ARTICLE =
-- Start --
The use of those three methods are demonstrated in the following example:

In [None]:
%matplotlib inline
import matplotlib.pyplot as plt
import numpy as np

t = np.arange(0.0, 2.05, 0.05)

# method 1: keyword arguments
plt.plot(t, sin(t*10), 'k-', linewidth=3.0)
# plot a solid black line with thickness=3

# method 2: setp command
lines = plt.plot(t, [4 for i in t], t, 4*t)
plt.setp(lines, 'color', 'r' )
plt.setp(lines, 'linestyle', ':' )
# plot two red dotted lines

# method 3: setp command
line1,line2 = plt.plot(t, t**2, t, exp(t))
line1.set_marker('s')
line1.set_color('g')
line2.set_marker('^')
line2.set_color('b')
# plot two lines
# first line is drawn with green square marker
# second line is drawn with blue triangle marker

Note: As you can see in the result of the example above, the output of multiple plot commands are accumulated. You can use clf() if you like to start with a blank slate.

### <span style="color:blue"> Exercise 7 </span> 


Modify the example on Melbourne maximum temperature in the previous section to produce a plot with magenta colored triangle marker. Increase the thickness of the plot line, too.
-- End --
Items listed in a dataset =
-- Start --
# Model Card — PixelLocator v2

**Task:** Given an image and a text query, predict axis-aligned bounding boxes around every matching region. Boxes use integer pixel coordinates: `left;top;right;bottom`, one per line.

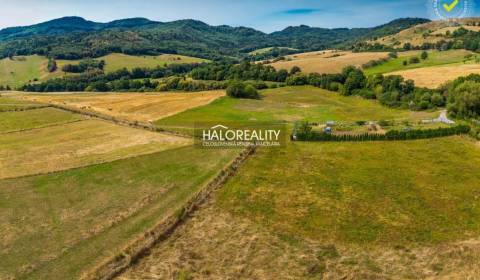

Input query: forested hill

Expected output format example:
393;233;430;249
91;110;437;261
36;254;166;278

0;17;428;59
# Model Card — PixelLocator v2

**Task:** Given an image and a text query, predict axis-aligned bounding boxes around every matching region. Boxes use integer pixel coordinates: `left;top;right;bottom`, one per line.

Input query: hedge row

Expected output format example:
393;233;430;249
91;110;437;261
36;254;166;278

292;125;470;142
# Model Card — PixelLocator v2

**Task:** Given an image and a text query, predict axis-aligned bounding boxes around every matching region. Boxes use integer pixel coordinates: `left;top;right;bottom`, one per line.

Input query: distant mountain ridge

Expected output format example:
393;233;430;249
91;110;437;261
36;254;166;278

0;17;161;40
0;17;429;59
-- End --
-- Start --
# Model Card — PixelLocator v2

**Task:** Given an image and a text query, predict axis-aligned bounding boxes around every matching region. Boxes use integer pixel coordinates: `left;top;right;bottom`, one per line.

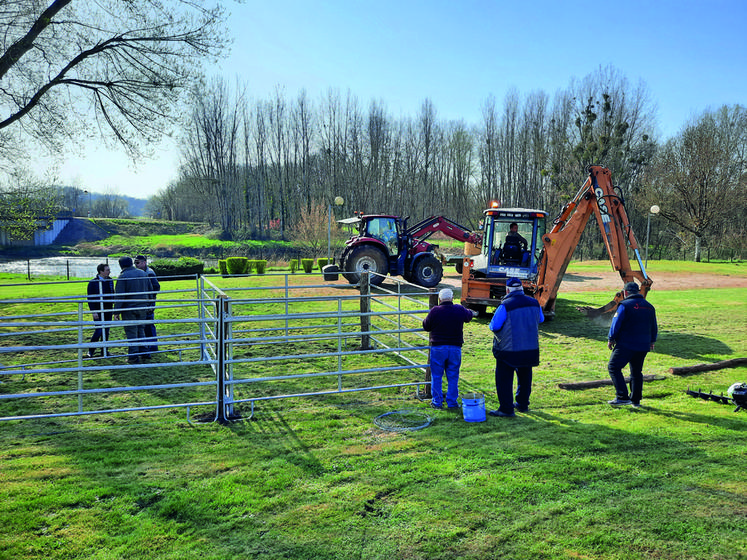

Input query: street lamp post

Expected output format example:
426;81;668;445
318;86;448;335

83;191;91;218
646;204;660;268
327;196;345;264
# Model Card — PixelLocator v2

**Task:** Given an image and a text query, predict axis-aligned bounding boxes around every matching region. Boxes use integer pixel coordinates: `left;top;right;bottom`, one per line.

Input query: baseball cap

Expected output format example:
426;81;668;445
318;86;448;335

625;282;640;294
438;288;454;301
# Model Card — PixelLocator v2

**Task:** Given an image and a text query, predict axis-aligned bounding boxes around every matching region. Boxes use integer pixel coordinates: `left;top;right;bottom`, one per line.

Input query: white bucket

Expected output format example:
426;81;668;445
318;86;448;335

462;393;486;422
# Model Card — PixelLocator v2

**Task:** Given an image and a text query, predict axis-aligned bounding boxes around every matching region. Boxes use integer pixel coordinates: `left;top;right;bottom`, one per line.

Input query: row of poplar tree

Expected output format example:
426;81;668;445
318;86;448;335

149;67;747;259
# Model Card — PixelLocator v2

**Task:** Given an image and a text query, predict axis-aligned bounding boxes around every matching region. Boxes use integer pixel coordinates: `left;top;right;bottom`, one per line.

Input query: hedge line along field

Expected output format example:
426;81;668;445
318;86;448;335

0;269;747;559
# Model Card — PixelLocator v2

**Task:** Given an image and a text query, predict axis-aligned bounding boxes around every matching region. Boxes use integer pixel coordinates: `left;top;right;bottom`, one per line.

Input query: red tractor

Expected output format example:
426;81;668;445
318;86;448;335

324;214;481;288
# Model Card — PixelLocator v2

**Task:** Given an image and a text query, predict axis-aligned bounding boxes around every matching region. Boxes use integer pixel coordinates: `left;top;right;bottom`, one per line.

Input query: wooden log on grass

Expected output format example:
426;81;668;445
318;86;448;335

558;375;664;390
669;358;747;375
-- End --
EXERCISE GOAL =
In the plotting example, which function does the note suggest for starting over with a blank slate? Please answer in a few words.

SOLUTION =
The clf() function.